§ STATED EXERCISE: Return the whole listing below line for line, with nothing changed.

§ Extracted data entries:
....
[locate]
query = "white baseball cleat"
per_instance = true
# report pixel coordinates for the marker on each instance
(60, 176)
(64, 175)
....
§ WRITTEN SOLUTION:
[locate]
query = "white baseball cleat"
per_instance = true
# report pixel coordinates for the marker on each instance
(60, 176)
(64, 175)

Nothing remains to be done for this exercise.